### Assigned task
Set down exactly, from the records below, the line with "Target: door frame" through the line with "Point to the white crosswalk", and nothing else.

===== Data in this exercise =====

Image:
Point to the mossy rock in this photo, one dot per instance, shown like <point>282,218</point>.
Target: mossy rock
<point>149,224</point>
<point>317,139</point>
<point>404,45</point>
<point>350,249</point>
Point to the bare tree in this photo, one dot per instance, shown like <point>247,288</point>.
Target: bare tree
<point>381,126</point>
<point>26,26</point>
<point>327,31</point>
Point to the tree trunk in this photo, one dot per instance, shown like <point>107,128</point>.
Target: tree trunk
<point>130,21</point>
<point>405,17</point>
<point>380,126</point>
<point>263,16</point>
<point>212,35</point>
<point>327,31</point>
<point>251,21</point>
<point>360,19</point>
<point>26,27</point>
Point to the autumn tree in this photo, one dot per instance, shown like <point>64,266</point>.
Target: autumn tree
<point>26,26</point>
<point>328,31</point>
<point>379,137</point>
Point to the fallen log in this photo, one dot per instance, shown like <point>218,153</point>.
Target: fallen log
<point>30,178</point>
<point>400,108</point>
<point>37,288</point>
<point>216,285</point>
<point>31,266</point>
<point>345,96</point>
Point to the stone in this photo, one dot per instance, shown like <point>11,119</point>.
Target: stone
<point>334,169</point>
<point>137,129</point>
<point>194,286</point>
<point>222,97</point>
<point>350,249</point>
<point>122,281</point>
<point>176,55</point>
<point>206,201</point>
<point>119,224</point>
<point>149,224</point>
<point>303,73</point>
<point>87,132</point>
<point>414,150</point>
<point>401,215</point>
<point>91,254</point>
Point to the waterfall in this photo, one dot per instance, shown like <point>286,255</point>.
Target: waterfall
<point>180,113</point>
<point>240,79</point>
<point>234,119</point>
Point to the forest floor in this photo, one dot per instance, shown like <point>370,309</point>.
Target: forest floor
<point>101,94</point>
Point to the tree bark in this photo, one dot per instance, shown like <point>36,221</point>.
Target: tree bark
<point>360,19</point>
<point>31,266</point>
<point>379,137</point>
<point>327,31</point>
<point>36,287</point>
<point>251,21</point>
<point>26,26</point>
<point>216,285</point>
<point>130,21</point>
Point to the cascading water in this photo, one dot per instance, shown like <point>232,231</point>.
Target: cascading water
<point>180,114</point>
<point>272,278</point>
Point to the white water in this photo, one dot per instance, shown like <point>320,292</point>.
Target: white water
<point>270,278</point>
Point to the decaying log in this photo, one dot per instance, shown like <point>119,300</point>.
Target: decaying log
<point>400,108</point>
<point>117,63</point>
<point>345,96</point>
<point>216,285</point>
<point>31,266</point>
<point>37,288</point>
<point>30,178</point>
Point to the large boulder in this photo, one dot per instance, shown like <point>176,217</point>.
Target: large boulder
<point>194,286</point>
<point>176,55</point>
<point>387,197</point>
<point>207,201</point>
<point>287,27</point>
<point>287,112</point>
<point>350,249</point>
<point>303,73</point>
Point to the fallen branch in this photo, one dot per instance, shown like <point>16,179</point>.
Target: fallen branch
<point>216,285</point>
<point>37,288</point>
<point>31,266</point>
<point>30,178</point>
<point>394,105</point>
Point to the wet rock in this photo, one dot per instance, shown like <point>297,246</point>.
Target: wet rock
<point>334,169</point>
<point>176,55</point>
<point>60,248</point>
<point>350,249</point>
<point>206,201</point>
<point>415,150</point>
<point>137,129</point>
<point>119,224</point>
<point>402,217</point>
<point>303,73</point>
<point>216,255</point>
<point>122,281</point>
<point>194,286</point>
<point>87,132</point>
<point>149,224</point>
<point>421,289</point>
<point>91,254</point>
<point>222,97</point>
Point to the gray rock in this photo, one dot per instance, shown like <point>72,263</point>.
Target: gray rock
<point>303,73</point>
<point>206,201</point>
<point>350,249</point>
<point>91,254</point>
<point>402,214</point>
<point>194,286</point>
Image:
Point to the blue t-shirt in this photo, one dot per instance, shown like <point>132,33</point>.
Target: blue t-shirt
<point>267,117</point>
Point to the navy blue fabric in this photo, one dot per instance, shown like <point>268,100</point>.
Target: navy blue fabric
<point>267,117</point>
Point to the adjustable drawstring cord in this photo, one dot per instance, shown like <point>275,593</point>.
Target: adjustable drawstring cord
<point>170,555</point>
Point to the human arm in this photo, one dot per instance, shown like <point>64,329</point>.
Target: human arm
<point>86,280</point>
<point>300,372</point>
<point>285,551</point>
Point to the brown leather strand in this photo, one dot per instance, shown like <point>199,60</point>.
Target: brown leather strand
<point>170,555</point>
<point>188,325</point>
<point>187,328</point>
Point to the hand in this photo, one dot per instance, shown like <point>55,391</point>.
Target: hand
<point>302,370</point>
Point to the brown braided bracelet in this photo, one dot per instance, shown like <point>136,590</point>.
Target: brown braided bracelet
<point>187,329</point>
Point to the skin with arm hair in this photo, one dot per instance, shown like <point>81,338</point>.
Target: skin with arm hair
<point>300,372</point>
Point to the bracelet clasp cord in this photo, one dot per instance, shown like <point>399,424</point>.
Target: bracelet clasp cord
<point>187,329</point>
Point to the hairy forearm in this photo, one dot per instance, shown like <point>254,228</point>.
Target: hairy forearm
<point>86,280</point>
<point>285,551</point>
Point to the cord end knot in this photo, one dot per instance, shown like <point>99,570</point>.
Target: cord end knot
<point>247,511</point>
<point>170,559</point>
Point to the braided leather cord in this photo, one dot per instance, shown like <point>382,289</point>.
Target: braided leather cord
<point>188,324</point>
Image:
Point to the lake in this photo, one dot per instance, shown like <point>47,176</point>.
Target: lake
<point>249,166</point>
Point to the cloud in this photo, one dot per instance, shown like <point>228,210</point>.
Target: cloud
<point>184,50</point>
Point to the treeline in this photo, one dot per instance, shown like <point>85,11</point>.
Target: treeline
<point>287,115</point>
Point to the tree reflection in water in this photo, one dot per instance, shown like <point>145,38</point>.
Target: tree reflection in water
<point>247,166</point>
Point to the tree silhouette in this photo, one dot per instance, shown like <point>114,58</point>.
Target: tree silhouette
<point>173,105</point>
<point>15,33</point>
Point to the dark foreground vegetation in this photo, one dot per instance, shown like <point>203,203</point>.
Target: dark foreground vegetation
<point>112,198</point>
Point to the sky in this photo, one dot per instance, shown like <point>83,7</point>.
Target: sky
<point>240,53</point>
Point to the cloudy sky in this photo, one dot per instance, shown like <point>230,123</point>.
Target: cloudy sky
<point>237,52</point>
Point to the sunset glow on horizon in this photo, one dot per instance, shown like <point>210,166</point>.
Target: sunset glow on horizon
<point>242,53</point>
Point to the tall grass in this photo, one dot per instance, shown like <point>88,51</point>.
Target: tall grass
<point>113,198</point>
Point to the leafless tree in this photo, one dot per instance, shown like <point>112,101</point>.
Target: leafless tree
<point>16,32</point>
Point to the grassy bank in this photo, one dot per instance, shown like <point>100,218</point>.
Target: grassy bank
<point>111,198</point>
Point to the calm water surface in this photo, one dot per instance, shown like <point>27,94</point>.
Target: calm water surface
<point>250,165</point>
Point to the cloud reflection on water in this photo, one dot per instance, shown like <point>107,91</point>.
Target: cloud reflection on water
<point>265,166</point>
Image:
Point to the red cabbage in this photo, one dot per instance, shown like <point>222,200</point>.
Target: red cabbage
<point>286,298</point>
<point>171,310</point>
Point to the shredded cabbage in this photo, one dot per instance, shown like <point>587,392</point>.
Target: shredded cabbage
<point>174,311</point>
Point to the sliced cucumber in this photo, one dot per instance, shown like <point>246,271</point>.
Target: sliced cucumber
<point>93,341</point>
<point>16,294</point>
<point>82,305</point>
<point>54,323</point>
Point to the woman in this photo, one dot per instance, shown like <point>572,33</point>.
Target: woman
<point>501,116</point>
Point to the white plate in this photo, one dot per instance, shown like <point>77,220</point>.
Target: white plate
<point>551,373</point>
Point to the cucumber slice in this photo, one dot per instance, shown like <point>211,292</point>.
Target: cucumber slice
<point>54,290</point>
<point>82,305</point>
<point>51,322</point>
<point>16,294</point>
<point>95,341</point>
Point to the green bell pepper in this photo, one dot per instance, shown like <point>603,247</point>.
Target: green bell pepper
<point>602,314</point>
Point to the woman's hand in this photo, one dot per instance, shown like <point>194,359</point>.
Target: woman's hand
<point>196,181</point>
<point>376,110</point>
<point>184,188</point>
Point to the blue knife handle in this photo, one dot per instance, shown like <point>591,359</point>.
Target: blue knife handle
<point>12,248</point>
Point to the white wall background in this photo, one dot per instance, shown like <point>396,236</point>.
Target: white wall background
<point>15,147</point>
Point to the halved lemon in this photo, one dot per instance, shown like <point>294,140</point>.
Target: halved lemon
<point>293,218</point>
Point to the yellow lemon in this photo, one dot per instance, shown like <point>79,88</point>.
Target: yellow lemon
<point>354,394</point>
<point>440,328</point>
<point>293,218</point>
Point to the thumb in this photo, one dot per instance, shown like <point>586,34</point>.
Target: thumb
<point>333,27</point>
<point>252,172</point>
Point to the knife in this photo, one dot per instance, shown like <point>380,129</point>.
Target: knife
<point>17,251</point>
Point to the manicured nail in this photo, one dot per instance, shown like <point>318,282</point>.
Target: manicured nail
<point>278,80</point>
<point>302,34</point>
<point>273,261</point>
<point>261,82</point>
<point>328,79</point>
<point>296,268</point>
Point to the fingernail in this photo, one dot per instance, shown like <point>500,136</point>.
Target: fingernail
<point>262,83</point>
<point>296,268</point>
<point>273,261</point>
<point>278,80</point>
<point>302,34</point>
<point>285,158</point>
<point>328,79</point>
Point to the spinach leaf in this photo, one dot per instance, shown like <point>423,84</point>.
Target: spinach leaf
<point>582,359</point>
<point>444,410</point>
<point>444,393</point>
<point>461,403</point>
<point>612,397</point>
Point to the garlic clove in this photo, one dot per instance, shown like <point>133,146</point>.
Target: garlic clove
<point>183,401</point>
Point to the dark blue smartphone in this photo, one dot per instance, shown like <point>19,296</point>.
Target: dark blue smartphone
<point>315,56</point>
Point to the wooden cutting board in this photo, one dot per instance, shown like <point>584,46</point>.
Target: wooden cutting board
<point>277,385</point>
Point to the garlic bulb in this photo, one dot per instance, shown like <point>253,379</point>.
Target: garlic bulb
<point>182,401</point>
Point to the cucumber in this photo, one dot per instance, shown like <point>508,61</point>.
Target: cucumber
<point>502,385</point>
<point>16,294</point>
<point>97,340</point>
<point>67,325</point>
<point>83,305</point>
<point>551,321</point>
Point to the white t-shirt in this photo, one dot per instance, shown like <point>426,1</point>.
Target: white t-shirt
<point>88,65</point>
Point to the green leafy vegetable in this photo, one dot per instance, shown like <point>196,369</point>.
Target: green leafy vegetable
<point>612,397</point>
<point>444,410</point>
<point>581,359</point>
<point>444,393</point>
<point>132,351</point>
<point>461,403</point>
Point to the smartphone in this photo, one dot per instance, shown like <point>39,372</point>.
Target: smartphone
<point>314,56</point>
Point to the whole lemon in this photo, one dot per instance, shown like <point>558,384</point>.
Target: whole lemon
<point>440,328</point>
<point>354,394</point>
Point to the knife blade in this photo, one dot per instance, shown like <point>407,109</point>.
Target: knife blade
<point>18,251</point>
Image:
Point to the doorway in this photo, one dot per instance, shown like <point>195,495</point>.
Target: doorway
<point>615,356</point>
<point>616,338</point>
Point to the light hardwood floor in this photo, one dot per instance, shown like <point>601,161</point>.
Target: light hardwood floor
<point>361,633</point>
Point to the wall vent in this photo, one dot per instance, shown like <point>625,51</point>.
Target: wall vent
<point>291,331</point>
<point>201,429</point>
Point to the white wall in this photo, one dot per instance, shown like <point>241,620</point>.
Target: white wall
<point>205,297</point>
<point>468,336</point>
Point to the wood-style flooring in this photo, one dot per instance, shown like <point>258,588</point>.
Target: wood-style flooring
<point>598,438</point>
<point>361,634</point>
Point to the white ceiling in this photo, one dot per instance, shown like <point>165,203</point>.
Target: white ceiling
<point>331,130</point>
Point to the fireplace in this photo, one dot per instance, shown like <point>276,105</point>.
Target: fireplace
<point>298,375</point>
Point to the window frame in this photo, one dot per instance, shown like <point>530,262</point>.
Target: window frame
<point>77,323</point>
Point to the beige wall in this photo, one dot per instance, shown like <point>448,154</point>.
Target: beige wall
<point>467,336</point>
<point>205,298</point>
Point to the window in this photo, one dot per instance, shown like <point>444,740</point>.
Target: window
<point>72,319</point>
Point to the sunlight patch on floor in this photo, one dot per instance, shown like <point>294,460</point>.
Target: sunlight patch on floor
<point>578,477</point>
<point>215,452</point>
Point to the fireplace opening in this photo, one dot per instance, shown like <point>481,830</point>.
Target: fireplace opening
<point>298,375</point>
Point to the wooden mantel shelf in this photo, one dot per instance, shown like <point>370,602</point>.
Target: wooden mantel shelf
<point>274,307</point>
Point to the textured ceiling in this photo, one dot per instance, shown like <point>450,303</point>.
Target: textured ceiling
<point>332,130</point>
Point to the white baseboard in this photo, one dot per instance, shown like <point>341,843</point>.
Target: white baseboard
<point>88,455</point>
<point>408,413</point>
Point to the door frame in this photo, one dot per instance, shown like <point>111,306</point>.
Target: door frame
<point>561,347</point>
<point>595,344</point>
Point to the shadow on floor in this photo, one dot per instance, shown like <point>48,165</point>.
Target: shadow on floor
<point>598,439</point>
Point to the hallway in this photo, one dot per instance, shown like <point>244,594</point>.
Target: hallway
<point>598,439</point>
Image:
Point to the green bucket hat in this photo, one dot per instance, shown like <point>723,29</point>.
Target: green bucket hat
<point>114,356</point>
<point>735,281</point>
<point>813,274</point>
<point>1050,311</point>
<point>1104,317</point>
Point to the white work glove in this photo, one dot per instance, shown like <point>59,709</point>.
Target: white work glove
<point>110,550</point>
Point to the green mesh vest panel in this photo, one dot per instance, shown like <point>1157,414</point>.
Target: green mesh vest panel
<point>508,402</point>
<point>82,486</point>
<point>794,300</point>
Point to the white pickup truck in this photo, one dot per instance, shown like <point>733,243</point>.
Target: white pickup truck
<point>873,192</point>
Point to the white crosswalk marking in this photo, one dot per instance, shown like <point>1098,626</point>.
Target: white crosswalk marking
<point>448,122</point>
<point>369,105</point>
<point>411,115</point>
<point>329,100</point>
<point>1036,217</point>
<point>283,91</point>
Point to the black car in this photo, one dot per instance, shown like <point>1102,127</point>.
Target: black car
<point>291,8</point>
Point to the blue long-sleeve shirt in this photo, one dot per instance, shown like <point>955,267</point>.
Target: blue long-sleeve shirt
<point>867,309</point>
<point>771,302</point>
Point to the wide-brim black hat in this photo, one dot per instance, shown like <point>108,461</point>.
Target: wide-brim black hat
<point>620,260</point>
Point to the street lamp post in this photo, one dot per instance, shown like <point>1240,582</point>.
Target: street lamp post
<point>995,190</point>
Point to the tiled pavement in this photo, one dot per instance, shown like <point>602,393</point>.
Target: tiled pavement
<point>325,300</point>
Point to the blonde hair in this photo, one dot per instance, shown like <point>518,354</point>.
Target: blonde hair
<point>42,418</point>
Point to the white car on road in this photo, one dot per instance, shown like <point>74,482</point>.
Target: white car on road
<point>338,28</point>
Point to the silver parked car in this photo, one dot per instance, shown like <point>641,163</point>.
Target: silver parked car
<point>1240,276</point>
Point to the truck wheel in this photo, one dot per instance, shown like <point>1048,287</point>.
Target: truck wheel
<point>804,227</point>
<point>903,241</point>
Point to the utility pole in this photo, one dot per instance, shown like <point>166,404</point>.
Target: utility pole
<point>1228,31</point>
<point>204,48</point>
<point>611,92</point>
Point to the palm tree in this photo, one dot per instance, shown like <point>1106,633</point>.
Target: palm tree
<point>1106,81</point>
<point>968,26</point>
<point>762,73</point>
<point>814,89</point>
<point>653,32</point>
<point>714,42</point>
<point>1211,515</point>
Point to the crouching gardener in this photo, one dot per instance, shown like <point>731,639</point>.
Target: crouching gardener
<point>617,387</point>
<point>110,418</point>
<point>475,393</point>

=====

### Exercise output
Target: door frame
<point>561,347</point>
<point>595,344</point>
Point to the shadow on floor in this photo, one dot per instance, shown like <point>48,165</point>.
Target: shadow on floor
<point>598,439</point>
Point to the hallway in this photo, one dot per instance, shown like <point>244,594</point>.
Target: hallway
<point>598,439</point>
Image:
Point to the green bucket hat in this photo, one dot per instance, shown like <point>723,29</point>.
Target: green bucket hat
<point>114,356</point>
<point>735,281</point>
<point>813,274</point>
<point>1050,311</point>
<point>1104,317</point>
Point to the white work glove in this photo, one dot per instance, shown like <point>59,709</point>.
Target: white work glove
<point>110,550</point>
Point to the green mesh vest panel in this photo, one dot per instance, shown like <point>1157,414</point>.
Target: green mesh vest panel
<point>508,402</point>
<point>82,486</point>
<point>794,300</point>
Point to the white pickup truck in this photo, one dot per instance, shown like <point>733,243</point>.
Target: white pickup truck
<point>873,192</point>
Point to the white crosswalk marking in this photo, one dot per instance, shown like <point>1098,626</point>.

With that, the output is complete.